→ Exercise data:
***

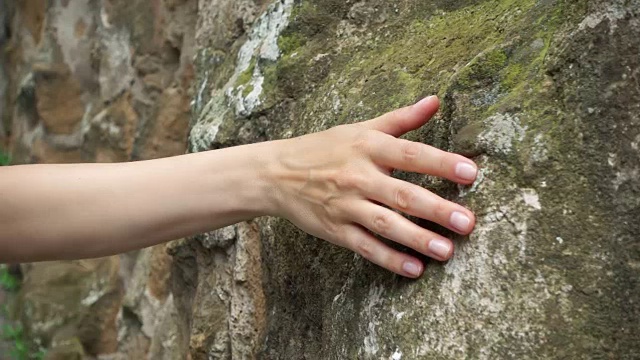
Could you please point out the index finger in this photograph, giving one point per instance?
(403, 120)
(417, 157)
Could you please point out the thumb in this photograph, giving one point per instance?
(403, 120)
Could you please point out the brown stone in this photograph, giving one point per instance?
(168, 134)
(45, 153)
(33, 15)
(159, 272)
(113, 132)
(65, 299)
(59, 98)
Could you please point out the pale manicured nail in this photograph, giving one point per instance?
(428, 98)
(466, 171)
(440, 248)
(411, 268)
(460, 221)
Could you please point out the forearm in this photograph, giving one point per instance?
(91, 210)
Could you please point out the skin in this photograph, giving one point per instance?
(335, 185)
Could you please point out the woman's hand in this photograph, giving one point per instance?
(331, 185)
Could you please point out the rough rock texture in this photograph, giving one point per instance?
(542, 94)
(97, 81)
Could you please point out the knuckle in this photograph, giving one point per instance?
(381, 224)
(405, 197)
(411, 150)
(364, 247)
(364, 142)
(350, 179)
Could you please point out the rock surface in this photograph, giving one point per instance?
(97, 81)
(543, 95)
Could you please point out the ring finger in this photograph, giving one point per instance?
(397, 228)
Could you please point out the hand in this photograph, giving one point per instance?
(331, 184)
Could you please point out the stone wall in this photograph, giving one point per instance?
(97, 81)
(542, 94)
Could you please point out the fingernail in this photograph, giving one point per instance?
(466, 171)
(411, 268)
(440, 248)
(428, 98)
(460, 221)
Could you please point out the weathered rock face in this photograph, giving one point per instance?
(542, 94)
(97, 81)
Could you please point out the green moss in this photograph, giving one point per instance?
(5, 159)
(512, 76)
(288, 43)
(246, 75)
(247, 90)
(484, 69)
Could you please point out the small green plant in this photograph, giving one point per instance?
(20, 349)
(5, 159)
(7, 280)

***

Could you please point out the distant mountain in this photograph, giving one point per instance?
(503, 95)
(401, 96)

***

→ Exercise requirements: From the data above, copy out each line that contains the word "rock".

→ Correct output:
Could you please point out the rough rock texture in this photograph, giving one point per instance?
Could you please point out the rock surface in this photograph, giving one point per instance?
Could you please point out the weathered rock face in this photograph, giving one point per instance?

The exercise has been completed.